Extrait choisi ▸
——————————

Overblog
Editer l'article Suivre ce blog Administration + Créer mon blog

Des romans, encore des romans, toujours des romans.

Bouquinivore

L'Art de perdre

L'Art de perdre

Lauréat du très mérité Prix Goncourt des lycéens 2017, le cinquième roman d’Alice Zeniter, et sans doute son meilleur, parle d’une période de l’histoire encore brûlante aujourd’hui : la guerre d’Algérie et l’émigration consécutive à son indépendance. À peine trentenaire, la jeune auteure livre dans ce récit dense et puissant une petite part d’elle-même, originaire d’Algérie et “victime” de l’omerta sur les tenants et les aboutissants de la guerre à l’instar de son personnage principal Naïma. Paru chez Flammarion en août 2017, L’Art de perdre est un roman magnifique et un de mes coups de coeur de cette année.

Alice Zeniter, 31 ans, signe là son roman le plus personnel et le plus abouti. En cinq cents pages nourries d’un riche matériau historique et sociologique, elle retrace le destin d’une famille d’immigrés franco-algériens arrivée en métropole au lendemain de l’indépendance.

Estelle Lenartowicz pour Lire

 

Lumière sur un sujet tabou : les harkis

 

Dans les années 50, Ali est un riche exploitant algérien dont la position sur les conflits naissants entre le FLN et les colons est claire : il ne veut pas se mêler de ces histoires, qui ne sont sans doute rien de plus qu’un feu de paille. Pourtant, suite à une succession malheureuse de malentendus et de hasards, il finit par émigrer en France en 1962, rejoignant ainsi un peu malgré lui la communauté honnie des harkis.

Son fils aîné, Hamid, aura à coeur très tôt de s’intégrer au mieux dans son nouveau pays, quitte à oublier l’Algérie et toute cette partie de son histoire familiale qu’il ne comprend pas et sur laquelle Ali n’est jamais revenu.

Quelques décennies plus tard, Naïma, troisième fille de Hamid, est à son tour confrontée au silence de sa famille sur les événements de 1962. Que s’est-il réellement passé pour que son grand-père rallie la cause française ? Confrontée d’un côté aux amalgames et aux préjugés français, et de l’autre à la haine des Algériens pour tous les descendants de harkis (fils et filles de traîtres), elle cherche à reconstituer son histoire familiale et à faire le point sur ses origines et son identité.

——————————

Consigne donnée a ▸ Affichez toutes les lignes du listing ci-dessous où figure le mot "spectator", en tenant compte de la casse.

Données à traiter ▸

——————————

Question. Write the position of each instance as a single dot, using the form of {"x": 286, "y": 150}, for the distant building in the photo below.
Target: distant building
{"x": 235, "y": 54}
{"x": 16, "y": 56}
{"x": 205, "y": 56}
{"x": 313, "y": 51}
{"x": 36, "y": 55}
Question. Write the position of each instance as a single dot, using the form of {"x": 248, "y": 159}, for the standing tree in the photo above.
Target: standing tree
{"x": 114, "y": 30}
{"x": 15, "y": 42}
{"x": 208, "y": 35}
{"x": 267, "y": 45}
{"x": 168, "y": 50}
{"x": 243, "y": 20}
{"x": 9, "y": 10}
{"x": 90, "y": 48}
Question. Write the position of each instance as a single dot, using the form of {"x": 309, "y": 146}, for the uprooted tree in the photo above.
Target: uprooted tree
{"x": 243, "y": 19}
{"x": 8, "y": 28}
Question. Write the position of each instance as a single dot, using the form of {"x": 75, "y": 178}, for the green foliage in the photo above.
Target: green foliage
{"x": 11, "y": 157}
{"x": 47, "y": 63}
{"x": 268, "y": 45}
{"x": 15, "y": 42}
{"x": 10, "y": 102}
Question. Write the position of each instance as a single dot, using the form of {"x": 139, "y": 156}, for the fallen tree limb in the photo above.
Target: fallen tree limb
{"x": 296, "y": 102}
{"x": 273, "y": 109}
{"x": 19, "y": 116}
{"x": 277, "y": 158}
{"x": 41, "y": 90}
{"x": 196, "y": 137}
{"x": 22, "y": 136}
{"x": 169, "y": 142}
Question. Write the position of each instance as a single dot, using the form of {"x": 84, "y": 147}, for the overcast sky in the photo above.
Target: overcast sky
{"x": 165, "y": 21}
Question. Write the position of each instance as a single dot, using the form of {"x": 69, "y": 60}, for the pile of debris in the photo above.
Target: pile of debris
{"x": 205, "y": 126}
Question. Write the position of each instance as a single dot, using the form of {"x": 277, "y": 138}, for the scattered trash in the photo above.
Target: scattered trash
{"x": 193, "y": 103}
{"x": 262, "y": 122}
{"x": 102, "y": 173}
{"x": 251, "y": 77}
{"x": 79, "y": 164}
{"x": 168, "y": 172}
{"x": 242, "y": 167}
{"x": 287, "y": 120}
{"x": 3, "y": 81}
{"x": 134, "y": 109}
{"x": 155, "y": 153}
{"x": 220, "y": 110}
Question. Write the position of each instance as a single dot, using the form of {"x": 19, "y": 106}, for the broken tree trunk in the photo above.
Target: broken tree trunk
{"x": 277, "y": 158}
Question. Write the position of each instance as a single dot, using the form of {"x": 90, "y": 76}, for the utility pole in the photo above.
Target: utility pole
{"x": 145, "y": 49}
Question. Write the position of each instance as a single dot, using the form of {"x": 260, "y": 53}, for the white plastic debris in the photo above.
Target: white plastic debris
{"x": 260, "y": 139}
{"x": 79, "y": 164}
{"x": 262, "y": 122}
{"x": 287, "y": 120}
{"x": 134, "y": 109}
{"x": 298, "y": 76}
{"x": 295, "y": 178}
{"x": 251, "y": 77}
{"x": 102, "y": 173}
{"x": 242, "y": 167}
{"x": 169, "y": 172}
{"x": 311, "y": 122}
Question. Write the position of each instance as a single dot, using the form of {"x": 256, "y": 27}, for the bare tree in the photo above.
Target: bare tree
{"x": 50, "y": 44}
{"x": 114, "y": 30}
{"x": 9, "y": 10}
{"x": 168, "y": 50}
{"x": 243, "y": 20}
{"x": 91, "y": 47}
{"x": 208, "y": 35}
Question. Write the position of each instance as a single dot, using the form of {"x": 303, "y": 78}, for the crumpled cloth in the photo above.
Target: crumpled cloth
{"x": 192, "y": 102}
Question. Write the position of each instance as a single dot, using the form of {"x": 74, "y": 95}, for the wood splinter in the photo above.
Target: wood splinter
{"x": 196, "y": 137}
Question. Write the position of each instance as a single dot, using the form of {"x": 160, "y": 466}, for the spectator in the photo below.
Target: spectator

——————————

Consigne donnée b ▸ Citez tous les personnages du roman nommés dans l'extrait choisi.

Réponse attendue a ▸
Question. Write the position of each instance as a single dot, using the form of {"x": 160, "y": 466}, for the spectator in the photo below.
Target: spectator

Réponse attendue b ▸ Ali, Hamid, Naïma